→ TASK PROMPT:
Each line below needs to be repeated precisely as it is.

--------------------------------------------------

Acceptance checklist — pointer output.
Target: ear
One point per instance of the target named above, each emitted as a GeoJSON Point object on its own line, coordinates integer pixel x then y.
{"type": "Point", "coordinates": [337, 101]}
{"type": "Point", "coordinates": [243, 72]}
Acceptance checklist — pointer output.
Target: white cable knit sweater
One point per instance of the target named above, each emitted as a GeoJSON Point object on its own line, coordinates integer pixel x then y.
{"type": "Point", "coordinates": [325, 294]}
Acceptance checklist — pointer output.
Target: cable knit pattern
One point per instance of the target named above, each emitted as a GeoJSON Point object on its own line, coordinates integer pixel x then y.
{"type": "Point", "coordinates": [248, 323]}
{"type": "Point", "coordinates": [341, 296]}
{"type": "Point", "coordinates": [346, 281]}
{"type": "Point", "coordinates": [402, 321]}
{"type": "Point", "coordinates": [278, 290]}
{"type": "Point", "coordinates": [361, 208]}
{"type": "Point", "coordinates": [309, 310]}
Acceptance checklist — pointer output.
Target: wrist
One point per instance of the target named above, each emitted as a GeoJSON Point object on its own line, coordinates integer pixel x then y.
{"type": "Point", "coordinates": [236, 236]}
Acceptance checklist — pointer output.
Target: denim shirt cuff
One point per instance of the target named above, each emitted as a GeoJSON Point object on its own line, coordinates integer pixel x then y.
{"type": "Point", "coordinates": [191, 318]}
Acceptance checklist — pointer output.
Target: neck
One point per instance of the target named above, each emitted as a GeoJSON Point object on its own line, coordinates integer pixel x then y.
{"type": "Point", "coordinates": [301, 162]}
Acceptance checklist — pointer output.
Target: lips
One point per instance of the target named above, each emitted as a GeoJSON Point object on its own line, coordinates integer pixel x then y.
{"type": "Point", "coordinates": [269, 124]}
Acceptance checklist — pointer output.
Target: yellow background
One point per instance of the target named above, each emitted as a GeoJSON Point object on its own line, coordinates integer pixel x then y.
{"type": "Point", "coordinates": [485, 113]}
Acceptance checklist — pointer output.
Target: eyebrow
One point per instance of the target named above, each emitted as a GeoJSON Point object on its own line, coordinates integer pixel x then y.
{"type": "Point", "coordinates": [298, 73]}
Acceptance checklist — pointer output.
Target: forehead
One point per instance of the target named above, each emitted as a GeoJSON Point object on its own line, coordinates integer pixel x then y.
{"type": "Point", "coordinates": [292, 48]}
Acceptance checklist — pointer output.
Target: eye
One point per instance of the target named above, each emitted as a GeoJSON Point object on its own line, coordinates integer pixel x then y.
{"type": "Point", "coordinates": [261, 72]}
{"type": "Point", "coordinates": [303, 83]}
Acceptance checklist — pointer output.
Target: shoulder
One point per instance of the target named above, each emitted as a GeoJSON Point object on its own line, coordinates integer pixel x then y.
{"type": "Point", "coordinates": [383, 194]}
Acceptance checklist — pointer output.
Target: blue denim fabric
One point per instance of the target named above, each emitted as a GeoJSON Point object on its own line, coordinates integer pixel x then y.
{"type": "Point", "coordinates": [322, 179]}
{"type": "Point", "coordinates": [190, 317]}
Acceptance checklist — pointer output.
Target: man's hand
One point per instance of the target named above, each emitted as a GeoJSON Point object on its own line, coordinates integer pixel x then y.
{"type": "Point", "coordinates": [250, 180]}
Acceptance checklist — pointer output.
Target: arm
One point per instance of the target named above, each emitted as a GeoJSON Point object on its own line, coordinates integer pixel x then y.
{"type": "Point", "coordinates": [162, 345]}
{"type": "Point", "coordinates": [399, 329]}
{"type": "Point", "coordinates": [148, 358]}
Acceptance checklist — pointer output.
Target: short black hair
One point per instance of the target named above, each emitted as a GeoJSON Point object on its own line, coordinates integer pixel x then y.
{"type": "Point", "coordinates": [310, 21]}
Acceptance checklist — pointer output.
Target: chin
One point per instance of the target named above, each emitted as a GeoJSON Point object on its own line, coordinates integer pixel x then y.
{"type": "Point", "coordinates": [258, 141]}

--------------------------------------------------

→ RESULT:
Acceptance checklist — pointer output.
Target: ear
One point per instance of the target named above, each emitted as a GeoJSON Point object on its own line, coordinates integer pixel x then y.
{"type": "Point", "coordinates": [337, 101]}
{"type": "Point", "coordinates": [243, 72]}
Acceptance checklist — pointer output.
Target: white cable knit sweater
One point per instance of the target named above, each emitted as a GeoJSON Point object on its own line, coordinates integer pixel x then y.
{"type": "Point", "coordinates": [325, 294]}
Acceptance checklist — pointer output.
Target: cable knit pattern
One point per instance of the target named above, each emitted as a GeoJSON Point object on its own line, coordinates integer pixel x then y.
{"type": "Point", "coordinates": [248, 323]}
{"type": "Point", "coordinates": [341, 296]}
{"type": "Point", "coordinates": [346, 281]}
{"type": "Point", "coordinates": [402, 321]}
{"type": "Point", "coordinates": [278, 290]}
{"type": "Point", "coordinates": [361, 208]}
{"type": "Point", "coordinates": [309, 310]}
Acceptance checklist — pointer output.
Target: wrist
One point per instance of the target named above, each emitted as a GeoJSON Point object on its own line, coordinates integer pixel x then y.
{"type": "Point", "coordinates": [236, 236]}
Acceptance checklist — pointer output.
Target: denim shirt cuff
One point per instance of the target named above, each emitted as a GeoJSON Point object on its own line, coordinates integer pixel x then y.
{"type": "Point", "coordinates": [191, 318]}
Acceptance checklist — pointer output.
Target: neck
One point per instance of the target named above, each emitted as a GeoJSON Point object on its own line, coordinates integer pixel x then y.
{"type": "Point", "coordinates": [301, 162]}
Acceptance checklist — pointer output.
Target: lips
One point per instance of the target named above, each emitted as a GeoJSON Point object on its own line, coordinates integer pixel x then y.
{"type": "Point", "coordinates": [269, 124]}
Acceptance checklist — pointer output.
Target: yellow background
One point per instance of the target named above, each emitted as a GeoJSON Point object on its own line, coordinates integer pixel x then y.
{"type": "Point", "coordinates": [485, 113]}
Acceptance checklist — pointer output.
Target: eyebrow
One point per instance of the target named above, each emitted as a GeoJSON Point object on its own line, coordinates integer pixel x then y.
{"type": "Point", "coordinates": [298, 73]}
Acceptance checklist — pointer output.
Target: forehead
One point per instance of the target named above, each emitted as a GeoJSON Point object on its own line, coordinates integer pixel x then y.
{"type": "Point", "coordinates": [292, 48]}
Acceptance checklist — pointer output.
Target: eye
One point per instance of the target named above, each emitted as a GeoJSON Point object on its own line, coordinates integer pixel x then y.
{"type": "Point", "coordinates": [261, 72]}
{"type": "Point", "coordinates": [303, 83]}
Acceptance checklist — pointer output.
Target: shoulder
One point per instance of the target named above, each emitted as a GeoJSON Point object on its own line, coordinates integer pixel x then y.
{"type": "Point", "coordinates": [383, 194]}
Acceptance checklist — pointer output.
Target: blue denim fabric
One point per instance of the target named above, each emitted as a GeoJSON Point object on its own line, coordinates integer pixel x then y.
{"type": "Point", "coordinates": [322, 179]}
{"type": "Point", "coordinates": [190, 317]}
Acceptance checklist — pointer output.
Target: man's hand
One point per instance of the target named above, each emitted as a GeoJSON Point object on its own line, coordinates integer pixel x then y.
{"type": "Point", "coordinates": [250, 180]}
Acceptance checklist — pointer output.
Target: arm
One point per instance of the target named above, each emitted as a GeoJSON Point object on its own line, coordinates integer pixel x then y.
{"type": "Point", "coordinates": [162, 345]}
{"type": "Point", "coordinates": [399, 329]}
{"type": "Point", "coordinates": [148, 358]}
Acceptance checklist — pointer output.
Target: short black hair
One point per instance of the target named above, each emitted as a GeoJSON Point object on its own line, coordinates integer pixel x then y.
{"type": "Point", "coordinates": [310, 21]}
Acceptance checklist — pointer output.
Target: chin
One point per instance of the target named above, each emitted as a GeoJSON Point object on its own line, coordinates integer pixel x then y.
{"type": "Point", "coordinates": [258, 141]}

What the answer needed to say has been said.